Assigned task 1: In the issue about rarely used building blocks, which function was originally suspected as the cause of #2924?
Assigned task 2: Please continue the issue about rarely used building blocks, picking up after its last sentence.

*** Opening of Passage to read ***

Rarely used building blocks arousing suspicion
While looking at #2924, I originally suspected pstr_tail_idx as the cause. And in fact the function still seems suspicious to me even though #2925 apparently addresses the problem. In particular, what about this branch:
https://github.com/mthom/scryer-prolog/blob/af99c8c5cefc31f4df1b094bbb19e6c5f9a8e03e/src/machine/heap.rs#L548
When is the tail 2 cells away from the start? Does this case even arise in a place where the function is used?
In fact pstr_tail_idx is only used 4 times in the entire code base. The argument normally has the form pstr_loc + byte_offset, except in one case where it has the form pstr_loc, and that specific case appears in connection with #2924.
Another such function is read_s:
https://github.com/mthom/scryer-prolog/blob/af99c8c5cefc31f4df1b094bbb19e6c5f9a8e03e/src/machine/machine_state_impl.rs#L345
Again, and I assume by coincidence, only used 4 times in the entire code base, in specific branches of instruction dispatch. These branches appear at least more frequently used than pstr_tail_idx, making the function more likely to be correct.

*** Close of Passage to read ***
*** Opening of Supplied information ***

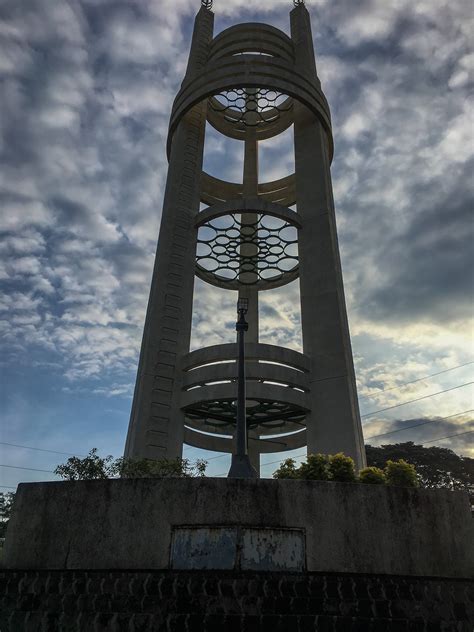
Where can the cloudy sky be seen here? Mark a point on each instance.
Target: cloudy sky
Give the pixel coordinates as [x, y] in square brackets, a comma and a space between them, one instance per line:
[86, 91]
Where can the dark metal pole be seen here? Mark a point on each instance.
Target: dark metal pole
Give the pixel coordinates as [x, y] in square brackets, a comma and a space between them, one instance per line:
[241, 466]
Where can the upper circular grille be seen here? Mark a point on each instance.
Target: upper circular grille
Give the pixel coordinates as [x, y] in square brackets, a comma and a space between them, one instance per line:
[251, 107]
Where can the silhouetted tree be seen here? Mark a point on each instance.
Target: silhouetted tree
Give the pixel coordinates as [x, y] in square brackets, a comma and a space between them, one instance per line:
[436, 467]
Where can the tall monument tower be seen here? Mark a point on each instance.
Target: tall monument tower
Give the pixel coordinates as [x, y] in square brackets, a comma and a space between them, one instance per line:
[250, 82]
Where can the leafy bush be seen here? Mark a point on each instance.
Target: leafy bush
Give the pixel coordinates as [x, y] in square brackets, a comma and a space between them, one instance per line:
[94, 467]
[90, 467]
[372, 476]
[341, 468]
[164, 468]
[286, 470]
[316, 468]
[401, 474]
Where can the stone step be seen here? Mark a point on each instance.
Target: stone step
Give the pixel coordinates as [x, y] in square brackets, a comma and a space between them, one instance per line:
[135, 601]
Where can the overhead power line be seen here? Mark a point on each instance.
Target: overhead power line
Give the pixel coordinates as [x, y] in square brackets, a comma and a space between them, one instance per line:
[29, 447]
[373, 436]
[448, 437]
[423, 423]
[32, 469]
[420, 379]
[411, 401]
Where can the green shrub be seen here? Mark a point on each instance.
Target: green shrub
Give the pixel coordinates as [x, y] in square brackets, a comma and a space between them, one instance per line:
[286, 470]
[316, 468]
[401, 474]
[88, 468]
[341, 468]
[94, 467]
[372, 476]
[163, 468]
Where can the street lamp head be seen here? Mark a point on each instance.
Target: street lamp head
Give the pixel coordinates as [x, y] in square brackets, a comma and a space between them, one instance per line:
[243, 305]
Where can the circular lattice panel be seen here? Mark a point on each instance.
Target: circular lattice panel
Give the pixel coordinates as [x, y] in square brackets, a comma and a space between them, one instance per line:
[251, 107]
[221, 414]
[247, 249]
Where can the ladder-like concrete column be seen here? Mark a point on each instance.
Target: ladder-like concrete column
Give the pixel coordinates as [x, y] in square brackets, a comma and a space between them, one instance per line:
[157, 422]
[334, 422]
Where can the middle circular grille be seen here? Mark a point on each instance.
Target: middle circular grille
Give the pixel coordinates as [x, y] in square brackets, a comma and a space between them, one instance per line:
[247, 249]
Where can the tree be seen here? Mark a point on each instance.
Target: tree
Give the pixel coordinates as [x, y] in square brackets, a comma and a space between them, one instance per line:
[341, 468]
[372, 476]
[316, 468]
[401, 474]
[95, 467]
[286, 470]
[163, 468]
[436, 467]
[88, 468]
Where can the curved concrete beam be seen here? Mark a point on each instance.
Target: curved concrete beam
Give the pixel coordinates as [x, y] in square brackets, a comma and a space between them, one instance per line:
[253, 351]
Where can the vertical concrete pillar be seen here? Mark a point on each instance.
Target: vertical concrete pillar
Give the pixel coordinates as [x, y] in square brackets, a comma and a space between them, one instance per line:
[157, 423]
[250, 189]
[334, 424]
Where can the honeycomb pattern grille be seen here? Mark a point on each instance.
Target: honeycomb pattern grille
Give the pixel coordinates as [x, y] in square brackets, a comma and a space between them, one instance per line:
[251, 107]
[247, 248]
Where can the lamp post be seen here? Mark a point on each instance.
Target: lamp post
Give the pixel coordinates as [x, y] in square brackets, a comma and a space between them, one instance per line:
[241, 466]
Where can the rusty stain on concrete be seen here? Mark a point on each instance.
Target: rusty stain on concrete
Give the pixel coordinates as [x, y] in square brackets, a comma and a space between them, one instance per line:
[237, 548]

*** Close of Supplied information ***

Answer 1: pstr_tail_idx

Answer 2:
I wonder whether there are better building blocks that we have not yet found, building blocks that are simpler and more generally useful than such isolated functions which, despite sounding so important, are in fact apparently barely necessary at all.
When is the tail 2 cells away from the start?
I think I at least found this out: The tail is 2 cells away if the string ends exactly at a cell boundary:
+----------+
| aaaaaaaa |
+----------+
| 0........|
+----------+
| []/0 +
+----------+
except in one case where it has the form
pstr_loc, and that specific case appears in connection with https://github.com/mthom/scryer-prolog/issues/2924.
And that specific case was found in systematic tests by @haijinSk to also lead to a crash (https://github.com/mthom/scryer-prolog/issues/2924#issuecomment-2844231241), addressed in #2934.
What other rare conditions lurk in this code? Can we somehow reduce the number of obscure places that can lead to a crash? Or test everything more systematically, to ensure that as many different situations as possible are tested?